»»
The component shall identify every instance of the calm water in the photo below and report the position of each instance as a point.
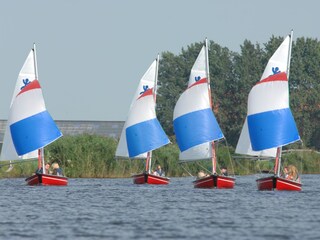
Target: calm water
(117, 209)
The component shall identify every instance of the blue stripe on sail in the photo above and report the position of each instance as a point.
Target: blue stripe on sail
(145, 136)
(272, 129)
(34, 132)
(196, 128)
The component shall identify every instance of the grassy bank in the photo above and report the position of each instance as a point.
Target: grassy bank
(91, 156)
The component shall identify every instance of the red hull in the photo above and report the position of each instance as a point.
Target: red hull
(214, 181)
(149, 179)
(277, 183)
(47, 180)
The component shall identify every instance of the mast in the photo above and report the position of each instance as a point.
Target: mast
(149, 154)
(41, 150)
(277, 165)
(213, 151)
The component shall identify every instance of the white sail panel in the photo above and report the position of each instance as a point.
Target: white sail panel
(26, 75)
(279, 60)
(146, 81)
(198, 70)
(202, 151)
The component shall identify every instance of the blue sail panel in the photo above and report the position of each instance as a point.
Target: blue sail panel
(272, 129)
(196, 128)
(145, 136)
(34, 132)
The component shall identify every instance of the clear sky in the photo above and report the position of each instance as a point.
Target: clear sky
(92, 54)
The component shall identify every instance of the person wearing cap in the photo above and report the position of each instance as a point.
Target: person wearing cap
(224, 171)
(47, 168)
(56, 169)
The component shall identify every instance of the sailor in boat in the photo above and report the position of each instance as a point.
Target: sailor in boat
(201, 174)
(224, 171)
(47, 168)
(285, 172)
(56, 169)
(159, 171)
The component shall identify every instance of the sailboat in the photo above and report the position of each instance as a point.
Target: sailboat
(142, 132)
(30, 126)
(269, 124)
(195, 125)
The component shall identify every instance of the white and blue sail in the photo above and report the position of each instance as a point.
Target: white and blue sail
(269, 123)
(31, 125)
(194, 123)
(142, 131)
(26, 75)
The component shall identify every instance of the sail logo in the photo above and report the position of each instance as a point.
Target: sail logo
(145, 88)
(25, 82)
(275, 70)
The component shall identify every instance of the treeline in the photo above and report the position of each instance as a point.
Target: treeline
(93, 156)
(233, 75)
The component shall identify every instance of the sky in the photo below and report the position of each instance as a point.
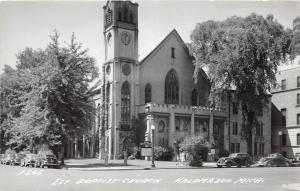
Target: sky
(29, 23)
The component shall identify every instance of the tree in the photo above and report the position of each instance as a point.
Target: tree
(241, 53)
(54, 92)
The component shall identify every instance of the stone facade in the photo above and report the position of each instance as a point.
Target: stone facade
(285, 109)
(159, 91)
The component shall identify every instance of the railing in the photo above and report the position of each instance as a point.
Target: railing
(185, 109)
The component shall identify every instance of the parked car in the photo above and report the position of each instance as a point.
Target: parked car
(28, 160)
(296, 160)
(8, 159)
(2, 156)
(235, 159)
(46, 160)
(274, 159)
(17, 159)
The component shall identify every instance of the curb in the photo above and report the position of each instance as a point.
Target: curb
(137, 168)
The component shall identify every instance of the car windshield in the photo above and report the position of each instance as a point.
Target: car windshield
(31, 156)
(274, 155)
(50, 156)
(233, 155)
(11, 156)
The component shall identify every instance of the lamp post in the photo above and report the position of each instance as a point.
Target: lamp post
(152, 134)
(280, 140)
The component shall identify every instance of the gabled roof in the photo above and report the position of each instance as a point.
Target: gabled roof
(163, 42)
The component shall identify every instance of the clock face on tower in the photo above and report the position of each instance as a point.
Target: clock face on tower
(125, 37)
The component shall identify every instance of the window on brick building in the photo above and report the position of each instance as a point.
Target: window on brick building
(194, 97)
(283, 117)
(234, 128)
(283, 84)
(283, 139)
(148, 92)
(171, 88)
(234, 147)
(260, 111)
(125, 105)
(173, 52)
(298, 138)
(161, 126)
(260, 129)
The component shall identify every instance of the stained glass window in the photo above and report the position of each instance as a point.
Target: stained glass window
(125, 105)
(148, 93)
(171, 88)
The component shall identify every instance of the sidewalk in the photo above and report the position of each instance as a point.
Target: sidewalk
(98, 165)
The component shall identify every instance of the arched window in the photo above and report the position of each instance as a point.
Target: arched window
(125, 19)
(108, 17)
(194, 97)
(125, 105)
(161, 126)
(171, 88)
(148, 93)
(131, 18)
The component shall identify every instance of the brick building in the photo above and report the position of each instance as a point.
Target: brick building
(286, 113)
(160, 90)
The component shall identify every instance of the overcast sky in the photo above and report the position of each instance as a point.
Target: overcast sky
(29, 24)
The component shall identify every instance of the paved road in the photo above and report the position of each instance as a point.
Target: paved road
(30, 179)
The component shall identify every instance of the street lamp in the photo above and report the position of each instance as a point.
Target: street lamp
(280, 139)
(152, 133)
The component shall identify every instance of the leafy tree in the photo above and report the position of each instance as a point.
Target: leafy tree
(241, 53)
(54, 92)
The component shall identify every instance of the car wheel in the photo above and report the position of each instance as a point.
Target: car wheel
(228, 165)
(269, 164)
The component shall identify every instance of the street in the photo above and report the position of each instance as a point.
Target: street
(35, 179)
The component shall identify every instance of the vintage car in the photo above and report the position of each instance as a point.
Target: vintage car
(46, 160)
(17, 159)
(274, 159)
(28, 160)
(235, 159)
(8, 159)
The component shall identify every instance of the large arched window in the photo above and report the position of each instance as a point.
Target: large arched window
(194, 97)
(107, 104)
(171, 88)
(125, 11)
(161, 126)
(125, 105)
(148, 93)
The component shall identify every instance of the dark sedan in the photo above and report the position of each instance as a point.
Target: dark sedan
(28, 160)
(274, 160)
(17, 159)
(46, 160)
(8, 159)
(235, 159)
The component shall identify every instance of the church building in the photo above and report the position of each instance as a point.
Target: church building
(160, 92)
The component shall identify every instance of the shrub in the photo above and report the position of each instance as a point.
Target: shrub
(163, 154)
(194, 147)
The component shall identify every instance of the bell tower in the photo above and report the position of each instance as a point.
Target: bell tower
(120, 74)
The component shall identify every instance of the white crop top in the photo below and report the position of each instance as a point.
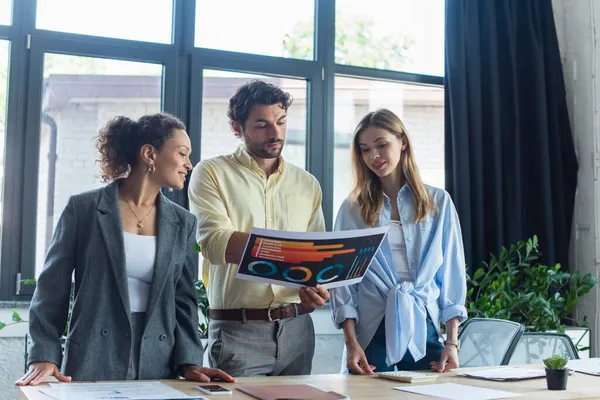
««
→ TO DO
Please give again the lines above between the line holding "The component shall identify every instance of the stained" and the line holding "The component shall identify every instance of the brick", inclusive, exactly as they are and with nothing added.

→ OUTPUT FOR THIS TASK
The component shall identify every instance of the stained glass window in the photo above and report the position of each instance as a point.
Target: stained glass window
(125, 105)
(148, 93)
(171, 88)
The component shall identify every instance of the sidewalk in the photo above and report the position of each instance as a point.
Target: sidewalk
(98, 165)
The component shall identify every instance of the arched window in the photo above and report the position of each instance as a point.
Target: arched window
(125, 19)
(108, 17)
(194, 97)
(125, 105)
(161, 126)
(171, 88)
(148, 93)
(131, 18)
The component shall identify every instance of the brick building in the photo above and report the position of each instance as a point.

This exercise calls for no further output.